** START **

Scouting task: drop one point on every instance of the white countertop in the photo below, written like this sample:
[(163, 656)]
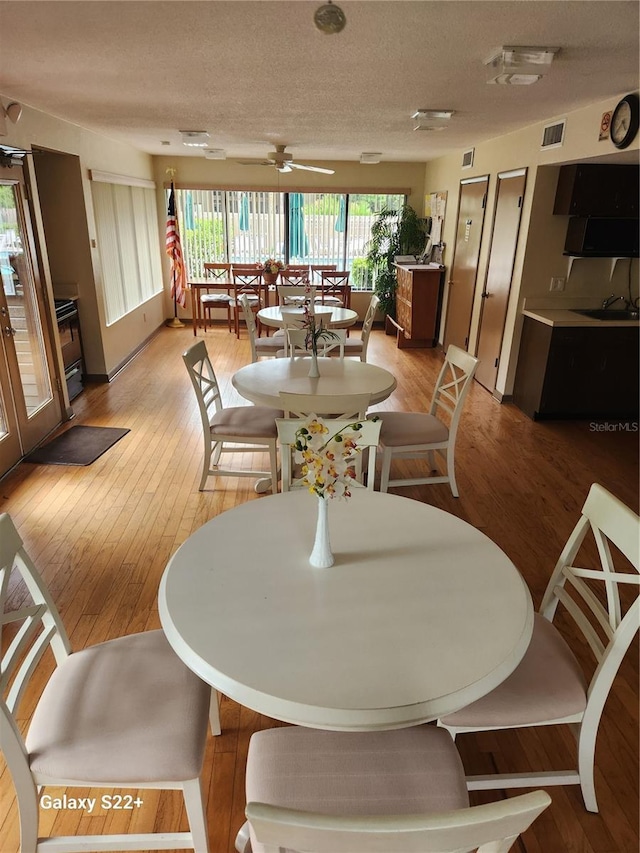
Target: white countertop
[(567, 317)]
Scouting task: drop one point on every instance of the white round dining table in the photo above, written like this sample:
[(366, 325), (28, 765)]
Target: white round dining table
[(262, 381), (420, 614), (338, 318)]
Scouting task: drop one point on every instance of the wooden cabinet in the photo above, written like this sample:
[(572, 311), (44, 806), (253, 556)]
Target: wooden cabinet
[(595, 189), (418, 303), (577, 371)]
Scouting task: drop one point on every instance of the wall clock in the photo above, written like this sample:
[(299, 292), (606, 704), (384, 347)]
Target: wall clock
[(624, 121)]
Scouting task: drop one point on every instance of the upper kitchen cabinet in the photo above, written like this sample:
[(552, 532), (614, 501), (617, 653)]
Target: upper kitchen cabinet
[(594, 189)]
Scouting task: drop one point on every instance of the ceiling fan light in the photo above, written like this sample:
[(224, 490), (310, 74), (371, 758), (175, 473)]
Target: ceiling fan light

** END **

Rewrite all the items above, changing "drop one point" to "place a single marker" wherever it occurs and leaving everything else unchanged. Omit the pictures.

▶ [Exercise answer]:
Scouting task: place a single marker on every instance of the white countertop in the photo below, written like this sample:
[(163, 656)]
Target: white countertop
[(567, 317)]
Scouting task: place a single marker on every instance of the white round dining table in the photo above, written like this sample:
[(366, 325), (28, 765)]
Target: white round dining table
[(262, 381), (420, 614), (338, 318)]
Scouting task: place a single marker on every instance of the wooden cabinet in the photo above, written like this sample:
[(572, 311), (44, 806), (253, 556)]
Target: wooden cabinet
[(595, 189), (418, 303), (577, 371)]
Scouting task: place a single marker on every instance of the wall clock in the photo above, written like this sample:
[(299, 292), (606, 704), (384, 347)]
Target: wall clock
[(624, 121)]
Scouting task: place a single marker on every instance of the upper kitchen cabinet in the photo above, written like this sample:
[(552, 532), (614, 501), (617, 653)]
Target: upper kitchen cabinet
[(594, 189)]
Scouting task: place a single marker on every instance of the ceiling fan light in the photo above, written like this sample:
[(224, 490), (310, 74), (371, 758), (175, 473)]
Target: ceiling fan light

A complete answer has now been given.